§ **Task instructions**
Each entry below is to be printed verbatim.

§ **The records**
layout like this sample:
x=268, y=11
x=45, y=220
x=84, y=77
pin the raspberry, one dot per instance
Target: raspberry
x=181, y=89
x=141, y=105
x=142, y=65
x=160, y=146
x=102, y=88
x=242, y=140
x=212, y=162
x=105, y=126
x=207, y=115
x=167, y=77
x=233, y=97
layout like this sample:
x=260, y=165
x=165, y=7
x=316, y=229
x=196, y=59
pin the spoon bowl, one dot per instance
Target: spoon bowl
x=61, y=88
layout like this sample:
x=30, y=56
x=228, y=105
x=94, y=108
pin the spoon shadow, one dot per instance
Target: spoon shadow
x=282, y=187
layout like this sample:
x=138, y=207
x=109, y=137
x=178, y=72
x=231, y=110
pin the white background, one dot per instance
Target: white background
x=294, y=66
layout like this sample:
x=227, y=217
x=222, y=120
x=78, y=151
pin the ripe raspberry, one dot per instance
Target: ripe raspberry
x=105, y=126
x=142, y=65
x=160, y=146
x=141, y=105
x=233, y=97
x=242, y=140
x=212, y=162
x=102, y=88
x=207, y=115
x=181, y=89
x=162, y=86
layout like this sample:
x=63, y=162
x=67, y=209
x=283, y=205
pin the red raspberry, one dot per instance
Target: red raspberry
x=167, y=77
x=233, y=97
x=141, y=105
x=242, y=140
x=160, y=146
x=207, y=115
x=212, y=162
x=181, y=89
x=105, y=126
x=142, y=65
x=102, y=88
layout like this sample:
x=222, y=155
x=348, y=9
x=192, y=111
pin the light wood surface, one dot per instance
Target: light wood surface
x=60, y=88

§ **Solution below**
layout like this sample:
x=268, y=11
x=45, y=220
x=84, y=77
pin the raspberry, one dot per instance
Target: raspberry
x=181, y=89
x=141, y=105
x=142, y=65
x=160, y=146
x=102, y=88
x=242, y=140
x=212, y=162
x=105, y=126
x=207, y=115
x=167, y=77
x=233, y=97
layout like this sample:
x=260, y=165
x=165, y=7
x=316, y=229
x=196, y=59
pin the spoon bowl, one dot per instance
Target: spoon bowl
x=61, y=88
layout like this sample:
x=30, y=56
x=228, y=105
x=94, y=108
pin the spoon shadow, one dot per instance
Target: spoon shadow
x=282, y=187
layout like this sample:
x=138, y=207
x=109, y=137
x=178, y=72
x=231, y=110
pin the white background, one dot per instance
Target: white background
x=294, y=66
layout like this sample:
x=227, y=217
x=222, y=120
x=78, y=151
pin the ripe raspberry, one dot per instance
Target: ripe raspberry
x=105, y=126
x=142, y=65
x=160, y=146
x=141, y=105
x=233, y=97
x=242, y=140
x=212, y=162
x=102, y=88
x=207, y=115
x=181, y=89
x=162, y=86
layout like this sample:
x=63, y=162
x=67, y=209
x=283, y=205
pin the red raspberry, one dot per instance
Target: red raspberry
x=167, y=77
x=233, y=97
x=141, y=105
x=242, y=140
x=160, y=146
x=207, y=115
x=212, y=162
x=181, y=89
x=105, y=126
x=142, y=65
x=102, y=88
layout like this sample:
x=222, y=155
x=348, y=9
x=192, y=111
pin the light wood surface, one dot per instance
Target: light wood surface
x=60, y=88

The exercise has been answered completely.